__Your goal__:
Copy out each line exactly; pictures stay out of the copy.
###
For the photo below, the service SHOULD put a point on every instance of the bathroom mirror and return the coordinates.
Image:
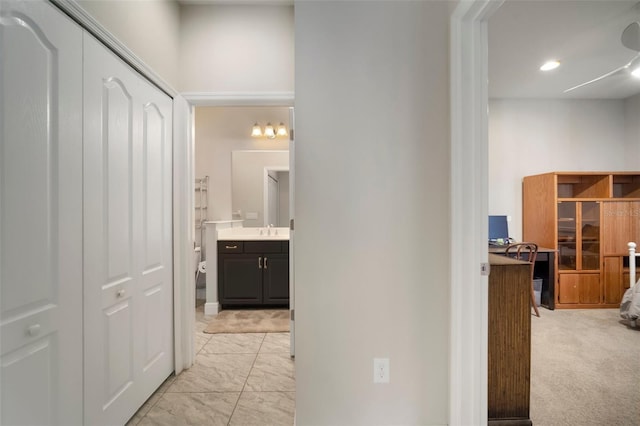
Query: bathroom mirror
(260, 187)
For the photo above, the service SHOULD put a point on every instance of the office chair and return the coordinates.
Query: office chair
(526, 252)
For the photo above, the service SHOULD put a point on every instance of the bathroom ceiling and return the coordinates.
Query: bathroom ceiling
(584, 35)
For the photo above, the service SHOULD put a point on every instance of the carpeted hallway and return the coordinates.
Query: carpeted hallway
(585, 369)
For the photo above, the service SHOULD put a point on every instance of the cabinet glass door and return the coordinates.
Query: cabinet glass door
(590, 235)
(567, 235)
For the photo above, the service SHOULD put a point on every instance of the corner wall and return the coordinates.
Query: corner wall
(245, 48)
(150, 29)
(372, 211)
(632, 129)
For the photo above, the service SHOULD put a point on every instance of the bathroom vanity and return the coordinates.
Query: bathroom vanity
(253, 272)
(246, 266)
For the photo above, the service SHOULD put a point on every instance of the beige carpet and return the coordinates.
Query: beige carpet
(250, 321)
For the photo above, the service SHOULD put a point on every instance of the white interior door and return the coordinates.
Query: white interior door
(127, 245)
(272, 200)
(40, 216)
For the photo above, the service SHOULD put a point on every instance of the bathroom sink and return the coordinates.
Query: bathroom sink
(247, 234)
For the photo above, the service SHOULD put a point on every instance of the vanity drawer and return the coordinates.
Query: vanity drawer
(263, 247)
(230, 246)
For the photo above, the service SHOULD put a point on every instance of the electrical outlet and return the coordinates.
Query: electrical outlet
(381, 370)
###
__Exercise answer__:
For the photo below, the service SHOULD put a point on every instance of the bathroom mirror and return the coordinates.
Image:
Query: bathroom mirror
(260, 187)
For the photo above, the service SHOULD put a point on every instance of the office chair and return the coordinates.
Query: office chair
(526, 252)
For the photo above, the service SHOULD put a point on every instance of the bathroom ceiling and return the coordinates.
Query: bathroom ceiling
(584, 35)
For the photo above, the service SHOULD put a point on every instance of the carpeted hallway and return the coordinates.
Query: carpeted hallway
(585, 369)
For the photo above, the service SHOULD put a point on every instance of the cabinet glass door and return the coordinates.
Query: cabinet glass door
(590, 235)
(567, 235)
For the photo above, the service SHOULD put a point on every instance of the corner wall and return the coordinates.
Query: corner wall
(245, 48)
(150, 29)
(372, 211)
(632, 129)
For the photo above, the service SHOULD put a point on every instance of the bathroom vanity and return the coordinates.
Query: bathroom vanity
(253, 272)
(246, 266)
For the photo above, the service SHOULD put a point on every instance of the beige carpet and return the coordinates.
Query: beige carpet
(250, 321)
For the photo above, the service SHOULD put a point on every instance of the white interior door and return the coordinates.
Query: white interior door
(127, 245)
(272, 200)
(40, 216)
For the photo above, the service SHOULD put a point on every instance of the bathroom sink and return the coordinates.
Query: bathroom sink
(247, 234)
For the photo above, the service SHOULD put a point on every instance of the vanity drawer and return the coordinates.
Query: vanity drawer
(263, 247)
(230, 246)
For the photo above, the service SHOULD put a point on every instance of the electrical outlet and return the coordinates.
Query: electrical outlet
(381, 370)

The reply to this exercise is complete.